╔══
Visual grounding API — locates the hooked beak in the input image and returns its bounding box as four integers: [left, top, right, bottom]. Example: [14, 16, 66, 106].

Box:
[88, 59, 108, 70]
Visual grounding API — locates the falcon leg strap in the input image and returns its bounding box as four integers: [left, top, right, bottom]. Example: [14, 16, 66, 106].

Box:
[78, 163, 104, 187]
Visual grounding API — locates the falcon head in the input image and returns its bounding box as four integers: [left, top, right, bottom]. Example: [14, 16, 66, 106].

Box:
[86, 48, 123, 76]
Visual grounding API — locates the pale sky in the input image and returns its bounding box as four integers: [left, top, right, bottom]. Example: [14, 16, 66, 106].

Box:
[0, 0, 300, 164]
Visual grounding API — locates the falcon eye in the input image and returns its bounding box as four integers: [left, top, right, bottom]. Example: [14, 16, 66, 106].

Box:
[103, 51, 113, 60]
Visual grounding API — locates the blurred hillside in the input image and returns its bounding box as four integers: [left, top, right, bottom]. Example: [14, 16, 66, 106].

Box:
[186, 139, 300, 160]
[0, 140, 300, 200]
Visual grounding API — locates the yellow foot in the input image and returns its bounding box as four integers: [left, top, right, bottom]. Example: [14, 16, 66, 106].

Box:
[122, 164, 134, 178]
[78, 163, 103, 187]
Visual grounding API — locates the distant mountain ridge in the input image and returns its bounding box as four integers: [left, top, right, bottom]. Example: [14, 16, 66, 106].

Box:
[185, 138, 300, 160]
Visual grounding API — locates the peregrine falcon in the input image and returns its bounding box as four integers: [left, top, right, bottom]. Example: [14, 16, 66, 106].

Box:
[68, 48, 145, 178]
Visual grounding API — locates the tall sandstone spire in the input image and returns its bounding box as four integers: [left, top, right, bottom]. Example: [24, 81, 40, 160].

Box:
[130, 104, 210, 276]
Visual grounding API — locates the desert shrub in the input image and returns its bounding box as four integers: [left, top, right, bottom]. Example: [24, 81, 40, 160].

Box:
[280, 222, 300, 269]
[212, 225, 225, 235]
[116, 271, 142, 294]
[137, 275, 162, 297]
╚══
Swap every occurrence of "bounding box" in the material above for "enclosing rectangle", and write out all of the material again with nothing else changed.

### TASK SOLUTION
Visual grounding API — locates the hooked beak in the input image and returns its enclosing rectangle as four integers: [left, top, right, bottom]. Example: [14, 16, 66, 106].

Box:
[88, 59, 108, 70]
Visual grounding API — locates the falcon leg strap in the input image and returns its enclosing rectangle as four integers: [left, top, right, bottom]. Example: [14, 16, 66, 106].

Box:
[78, 163, 104, 187]
Visual grounding API — locates the falcon head in the input image and returns its enclosing rectangle as four integers: [left, top, right, bottom]. Example: [14, 16, 66, 106].

Box:
[86, 48, 123, 76]
Visual grounding API — locates the pale sky in the input image and returns its enclosing rectangle as four integers: [left, top, right, bottom]. Example: [14, 16, 66, 106].

Box:
[0, 0, 300, 164]
Visual grounding API — locates the falcon eye in the input image and returns its enclosing rectangle as four integers: [left, top, right, bottom]. Example: [14, 16, 66, 106].

Box:
[103, 51, 113, 60]
Visual grounding API — locates the blurred hillside in the input image and returns its enclosing rectangle as four integers: [left, top, right, bottom]. Example: [14, 16, 66, 106].

Box:
[186, 139, 300, 160]
[0, 140, 300, 200]
Visual grounding API — locates the yellow foot in the input image and returns its enclosing rectangle as four integers: [left, top, right, bottom]. Example: [14, 16, 66, 106].

Box:
[122, 164, 134, 178]
[78, 163, 103, 187]
Visual grounding API — locates the distant mountain ridge in the input image and returns its enclosing rectangle as four integers: [left, top, right, bottom]. Example: [14, 16, 66, 106].

Box:
[185, 138, 300, 160]
Visual grounding API — locates the peregrine falcon in the input image and returns its enclosing rectangle as four integers: [left, top, right, bottom]. Example: [14, 16, 66, 106].

Box:
[68, 48, 145, 178]
Visual grounding API — locates the tall sandstone spire in the input image and returns its enclosing rectangle as four integers: [left, top, right, bottom]. Example: [24, 81, 40, 160].

Box:
[130, 104, 210, 276]
Visual grounding API — locates the desert shrub in the input image and returns its enclosing rectangle as four integers: [left, top, right, bottom]. Example: [24, 81, 40, 160].

Box:
[280, 222, 300, 269]
[212, 225, 225, 235]
[116, 271, 142, 294]
[137, 275, 162, 297]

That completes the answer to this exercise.